--- MATERIAL FOR THE TASK ---

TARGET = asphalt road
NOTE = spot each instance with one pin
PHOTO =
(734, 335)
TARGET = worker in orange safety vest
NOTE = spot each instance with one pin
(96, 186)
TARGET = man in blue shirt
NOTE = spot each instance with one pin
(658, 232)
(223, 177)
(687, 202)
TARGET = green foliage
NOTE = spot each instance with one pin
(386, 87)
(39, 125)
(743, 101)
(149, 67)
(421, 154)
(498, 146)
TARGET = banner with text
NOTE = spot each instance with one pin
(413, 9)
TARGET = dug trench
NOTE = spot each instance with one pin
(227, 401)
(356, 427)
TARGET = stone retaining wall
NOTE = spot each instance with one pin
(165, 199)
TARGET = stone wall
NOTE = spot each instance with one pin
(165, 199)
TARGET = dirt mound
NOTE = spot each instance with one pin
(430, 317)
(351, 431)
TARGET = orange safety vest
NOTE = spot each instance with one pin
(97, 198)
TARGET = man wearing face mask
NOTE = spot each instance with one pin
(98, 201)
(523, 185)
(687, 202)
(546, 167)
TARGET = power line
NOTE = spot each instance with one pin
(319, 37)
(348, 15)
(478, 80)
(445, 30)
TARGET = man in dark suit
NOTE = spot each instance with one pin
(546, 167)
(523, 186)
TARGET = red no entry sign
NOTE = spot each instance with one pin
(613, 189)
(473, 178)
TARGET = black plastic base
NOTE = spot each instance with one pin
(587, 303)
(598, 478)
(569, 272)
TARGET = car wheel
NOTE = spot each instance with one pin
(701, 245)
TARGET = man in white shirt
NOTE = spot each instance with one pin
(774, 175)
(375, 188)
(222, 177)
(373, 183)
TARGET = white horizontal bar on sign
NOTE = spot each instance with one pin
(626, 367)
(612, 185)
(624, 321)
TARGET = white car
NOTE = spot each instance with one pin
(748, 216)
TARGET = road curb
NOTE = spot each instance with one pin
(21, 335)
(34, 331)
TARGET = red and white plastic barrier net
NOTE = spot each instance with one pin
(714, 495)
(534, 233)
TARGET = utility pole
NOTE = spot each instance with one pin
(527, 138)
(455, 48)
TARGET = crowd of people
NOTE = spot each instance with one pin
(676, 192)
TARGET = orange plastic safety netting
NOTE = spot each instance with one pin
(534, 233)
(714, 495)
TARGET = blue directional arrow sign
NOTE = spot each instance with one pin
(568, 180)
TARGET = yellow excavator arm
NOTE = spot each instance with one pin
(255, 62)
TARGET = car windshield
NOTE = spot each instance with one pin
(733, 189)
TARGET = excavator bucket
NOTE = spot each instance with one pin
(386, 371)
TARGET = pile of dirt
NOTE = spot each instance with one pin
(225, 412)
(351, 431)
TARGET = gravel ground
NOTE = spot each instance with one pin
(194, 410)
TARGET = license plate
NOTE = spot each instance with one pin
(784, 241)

---

TASK ITEM: Out of the data above, give again only the lines starting at the one holding "TARGET = orange safety vest" and ending at the one holding "TARGET = yellow excavator arm", unchanged.

ANSWER TO THIS EXERCISE:
TARGET = orange safety vest
NOTE = spot each instance with one pin
(97, 198)
TARGET = man wearing face mask
NOTE = spot each instance with one pin
(98, 201)
(523, 185)
(687, 202)
(546, 167)
TARGET = power line
NOTE = spot each instance with one pin
(319, 37)
(348, 15)
(478, 80)
(445, 30)
TARGET = man in dark suit
NOTE = spot each instance with one pin
(546, 167)
(523, 186)
TARGET = red no entry sign
NOTE = spot each instance with one pin
(613, 189)
(473, 178)
TARGET = black plastic base
NOTE = spot each instance with one pin
(587, 303)
(598, 478)
(569, 272)
TARGET = car wheel
NOTE = spot each instance with one pin
(701, 245)
TARGET = man in white shirt
NOTE = spot each instance with one pin
(774, 175)
(375, 188)
(222, 177)
(373, 183)
TARGET = white horizontal bar on sign
NOTE = spot each instance with one pin
(626, 367)
(612, 185)
(624, 321)
TARGET = white car
NOTE = spot each instance with one pin
(748, 216)
TARGET = road curb
NOTE = spot each instance with one pin
(21, 335)
(34, 331)
TARGET = red and white plastic barrier net
NOTE = spot each instance with one pin
(714, 495)
(534, 233)
TARGET = utility pole
NOTE = spot each instance with one pin
(527, 138)
(455, 48)
TARGET = crowd of people
NOTE = spot each instance with one pin
(676, 192)
TARGET = orange plastic safety netting
NOTE = spot each instance with one pin
(534, 233)
(714, 495)
TARGET = blue directional arrow sign
NOTE = spot each instance with one pin
(568, 180)
TARGET = yellow excavator arm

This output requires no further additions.